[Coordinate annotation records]
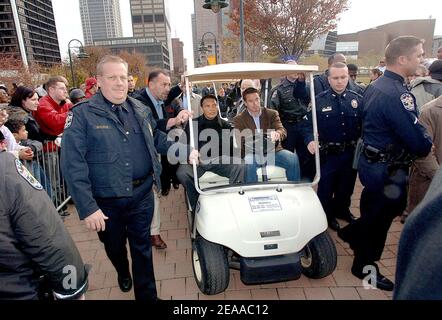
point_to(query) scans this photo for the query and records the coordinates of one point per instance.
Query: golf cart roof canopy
(248, 70)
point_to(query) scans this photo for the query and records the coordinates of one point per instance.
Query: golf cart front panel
(253, 225)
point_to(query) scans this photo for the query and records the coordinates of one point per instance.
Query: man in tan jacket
(252, 123)
(424, 169)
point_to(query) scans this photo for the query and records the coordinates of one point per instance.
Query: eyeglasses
(115, 78)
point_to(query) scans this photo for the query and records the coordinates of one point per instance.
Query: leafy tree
(286, 27)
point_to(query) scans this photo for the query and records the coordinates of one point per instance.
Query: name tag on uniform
(408, 102)
(102, 127)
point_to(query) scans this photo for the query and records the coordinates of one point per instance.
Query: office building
(100, 19)
(28, 31)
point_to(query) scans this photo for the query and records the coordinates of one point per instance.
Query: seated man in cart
(263, 126)
(213, 138)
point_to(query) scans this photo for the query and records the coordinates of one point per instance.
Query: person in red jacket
(91, 87)
(53, 109)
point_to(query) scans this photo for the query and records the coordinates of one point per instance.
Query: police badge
(22, 171)
(354, 103)
(69, 119)
(408, 101)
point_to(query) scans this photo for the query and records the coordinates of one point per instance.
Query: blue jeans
(283, 158)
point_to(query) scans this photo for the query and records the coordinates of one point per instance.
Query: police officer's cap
(76, 94)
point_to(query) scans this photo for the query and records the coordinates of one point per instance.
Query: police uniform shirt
(390, 117)
(141, 161)
(157, 104)
(338, 116)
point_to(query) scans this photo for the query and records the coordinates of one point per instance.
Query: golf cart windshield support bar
(315, 131)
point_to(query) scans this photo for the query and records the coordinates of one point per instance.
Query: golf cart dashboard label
(262, 204)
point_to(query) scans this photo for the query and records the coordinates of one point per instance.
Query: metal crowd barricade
(45, 167)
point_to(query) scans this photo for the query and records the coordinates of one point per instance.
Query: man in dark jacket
(158, 96)
(215, 160)
(34, 244)
(418, 275)
(392, 138)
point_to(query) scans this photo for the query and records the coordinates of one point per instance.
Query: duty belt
(293, 120)
(337, 147)
(373, 155)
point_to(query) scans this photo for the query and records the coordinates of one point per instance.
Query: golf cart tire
(322, 252)
(214, 268)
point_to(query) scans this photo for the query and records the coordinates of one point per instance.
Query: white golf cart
(271, 231)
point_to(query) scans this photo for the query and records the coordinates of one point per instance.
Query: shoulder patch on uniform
(355, 93)
(354, 104)
(408, 101)
(25, 174)
(69, 119)
(79, 104)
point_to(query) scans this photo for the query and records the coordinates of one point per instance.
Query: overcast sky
(363, 14)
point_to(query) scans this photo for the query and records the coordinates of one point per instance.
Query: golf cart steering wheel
(260, 144)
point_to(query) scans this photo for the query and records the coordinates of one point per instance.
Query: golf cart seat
(211, 180)
(274, 173)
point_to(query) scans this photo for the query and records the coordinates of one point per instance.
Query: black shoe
(382, 282)
(333, 224)
(348, 216)
(342, 235)
(125, 283)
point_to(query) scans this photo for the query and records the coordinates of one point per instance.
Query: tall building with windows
(178, 56)
(100, 19)
(150, 19)
(28, 32)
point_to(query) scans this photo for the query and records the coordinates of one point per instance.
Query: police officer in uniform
(321, 81)
(339, 126)
(291, 99)
(109, 160)
(392, 138)
(37, 254)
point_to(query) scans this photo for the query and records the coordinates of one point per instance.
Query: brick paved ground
(173, 268)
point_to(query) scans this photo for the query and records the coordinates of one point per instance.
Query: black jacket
(33, 239)
(34, 132)
(95, 153)
(142, 96)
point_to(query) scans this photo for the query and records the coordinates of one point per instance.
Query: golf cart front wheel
(210, 266)
(320, 257)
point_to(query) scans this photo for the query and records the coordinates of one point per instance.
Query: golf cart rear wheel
(320, 257)
(210, 266)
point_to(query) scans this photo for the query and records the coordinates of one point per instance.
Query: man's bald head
(250, 83)
(335, 58)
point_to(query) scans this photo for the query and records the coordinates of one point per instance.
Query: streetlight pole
(216, 48)
(81, 55)
(241, 23)
(217, 5)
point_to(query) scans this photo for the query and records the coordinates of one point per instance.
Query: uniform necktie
(120, 114)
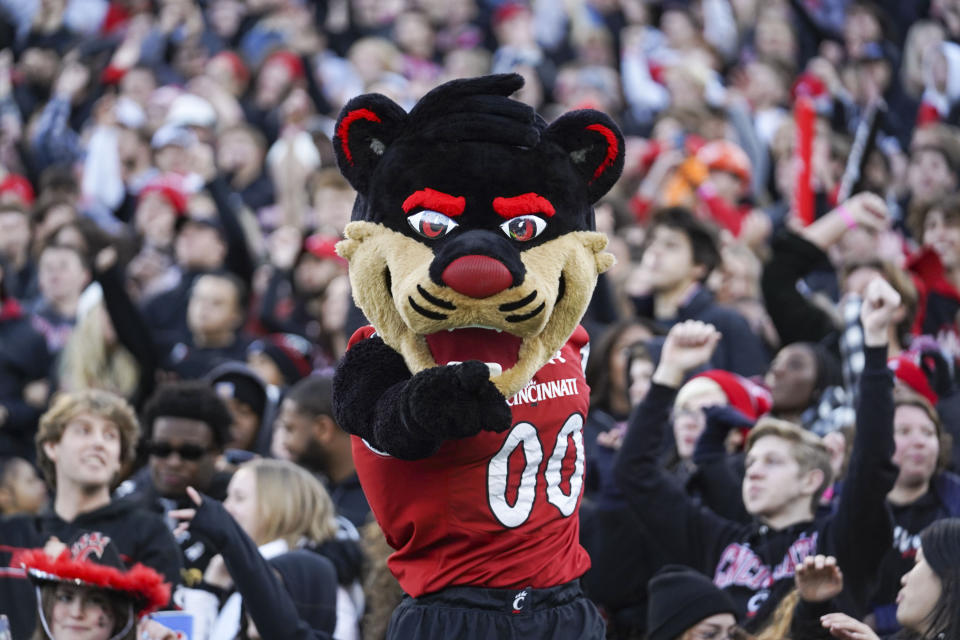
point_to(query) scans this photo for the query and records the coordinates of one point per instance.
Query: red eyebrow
(522, 205)
(436, 200)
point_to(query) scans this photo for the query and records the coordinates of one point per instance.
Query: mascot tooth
(473, 254)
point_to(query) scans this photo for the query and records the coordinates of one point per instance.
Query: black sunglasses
(187, 451)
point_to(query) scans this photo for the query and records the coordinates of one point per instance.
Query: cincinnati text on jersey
(536, 392)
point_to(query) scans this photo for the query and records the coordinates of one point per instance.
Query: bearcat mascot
(472, 253)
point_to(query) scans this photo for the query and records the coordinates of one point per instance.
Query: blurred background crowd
(169, 206)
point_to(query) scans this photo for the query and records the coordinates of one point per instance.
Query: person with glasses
(84, 442)
(187, 426)
(85, 591)
(685, 605)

## Written task
Reproduce the records verbatim, omitting all images they contain.

## Result of this exercise
point_to(query) scans this photo for the query and records the coordinates of one point per instance.
Query: golf cart roof canopy
(248, 70)
point_to(query) scans this photo for the query and records the coordinates of one point per instance.
Query: golf cart front panel
(253, 225)
point_to(query) scans this photo for the query and records the coordinates of one point per instance.
Query: man in tan jacket
(252, 123)
(424, 169)
point_to(query) scans this photo for the query and records the coordinates of one point per instance.
Query: eyeglasses
(115, 78)
point_to(query) scans this photo for the query and records the coordinates of one point per instance.
Query: leafy tree
(286, 27)
point_to(query) scans this photo for the query and records the coordinates of one point per instance.
Query: name tag on uniform
(408, 102)
(102, 127)
point_to(query) scans this photo for the query and records the coordinates of one point per instance.
Query: office building
(100, 19)
(28, 31)
point_to(query) scans this photo for the query and records the coordinates of one point per instance.
Query: seated man in cart
(263, 126)
(213, 138)
point_to(query) scans this photo for the query and records the coordinates of one point per instance.
Query: person in red jacket
(91, 87)
(53, 109)
point_to(query) scans this photo for the query and records the coordinates of one point per instance.
Query: police badge
(22, 171)
(354, 103)
(69, 119)
(408, 101)
point_to(query) scans this photo for the query and records the coordinates of one point per instance.
Query: blue jeans
(283, 158)
point_to(query) scans this photo for the query and records the coordinates of one point per instance.
Query: police officer's cap
(76, 94)
point_to(query) scans this photo for the query and records the coordinates of one point per instance.
Query: police uniform shirt
(390, 117)
(141, 161)
(157, 104)
(338, 116)
point_to(query) scans this photo for the query and records the coordinates of one point per instance.
Query: golf cart windshield support bar
(315, 131)
point_to(query) scans this photo for the query and records the coordinates of one point per instance.
Query: golf cart dashboard label
(262, 204)
point_to(query) scans this photo for the query and records the coordinates of one point per instance.
Query: metal crowd barricade
(45, 167)
point_to(query) scans this photo for the query and records the coordinates of one point per instance.
Query: man in dark jacket
(158, 96)
(215, 160)
(34, 244)
(418, 275)
(392, 138)
point_to(query) scans this photo for the query and records the coordinates of one point per instance.
Query: duty belt
(293, 120)
(337, 147)
(373, 155)
point_to(query) scans this photo for the query and records the coordinates of one point per instance.
Query: golf cart tire
(322, 252)
(214, 268)
point_to(query) scans this photo for the query and records the coordinates of one point per instance.
Query: white golf cart
(271, 231)
point_to(query) scans this photo for the query and records the coordinates of one point per instance.
Query: shoulder patch on uniform
(355, 93)
(354, 104)
(408, 101)
(25, 174)
(69, 119)
(79, 104)
point_to(query) scans this photo for the query and records the coordinates of one point per instance.
Query: overcast sky
(363, 14)
point_to(query) scans this photo for the query and records the coordinates of one point per instance.
Query: golf cart steering wheel
(260, 144)
point_to(query) scans this photo for the query and records the coordinates of one point per instance.
Query: golf cart seat
(211, 180)
(274, 173)
point_to(query) scans this photo for the query and records the coordinates of one point per instance.
Query: black shoe
(382, 282)
(333, 224)
(348, 216)
(342, 235)
(125, 283)
point_to(query) scans this photo for the query and records the coordinates of one point per instance.
Query: tall building with windows
(178, 56)
(100, 19)
(150, 19)
(28, 32)
point_to(query) scans this photo for the query and records the coordinates of one point per instance.
Query: police officer in uniform
(321, 81)
(339, 126)
(291, 99)
(109, 160)
(392, 138)
(37, 254)
point_to(query) scans this photo for the query and records the coordinates of one point per instance.
Query: brick paved ground
(173, 268)
point_to(query) scans this photo for the query and records the coordinates of one point per instance.
Query: black jacket
(33, 239)
(34, 132)
(95, 153)
(142, 96)
point_to(query) scans this photo for the query and records the coordinates of one point per instance.
Query: golf cart front wheel
(210, 266)
(320, 257)
point_to(query) scans this photo for the query and records the coordinates of one point per instance.
Query: golf cart rear wheel
(320, 257)
(210, 266)
point_to(query) scans this photo for the query and records the coordinates of one point per instance.
Query: man's bald head
(250, 83)
(335, 58)
point_to(query) scans this photo for the query and records the coordinates of one point per instance.
Query: streetlight pole
(216, 48)
(81, 55)
(241, 23)
(217, 5)
point_to(query) scans this photo for the query and records the coordinates of one point per instance.
Query: uniform necktie
(120, 114)
point_to(query) scans this photo for the query and records the coordinates of one point per instance.
Query: red eyebrow
(522, 205)
(436, 200)
point_to(query) scans this photo for the query and records the coordinates of one point per instance.
Query: mascot tooth
(473, 254)
point_to(query) scans this photo for the query and records the coordinates of one point per instance.
Query: black sunglasses
(187, 451)
point_to(query) scans this photo for the query and records the coordinates of one point per instance.
Query: cincinnati text on jersey
(536, 392)
point_to(query) scans this photo for the query and records the coordinates of one point per instance.
Query: bearcat mascot
(472, 253)
point_to(query) scans this photo for the query and records the coordinates of one point per instance.
Query: blurred background crowd
(169, 206)
point_to(query) scans this photo for the query and records the coordinates of one point per instance.
Query: person with glasses
(84, 442)
(187, 426)
(85, 591)
(685, 605)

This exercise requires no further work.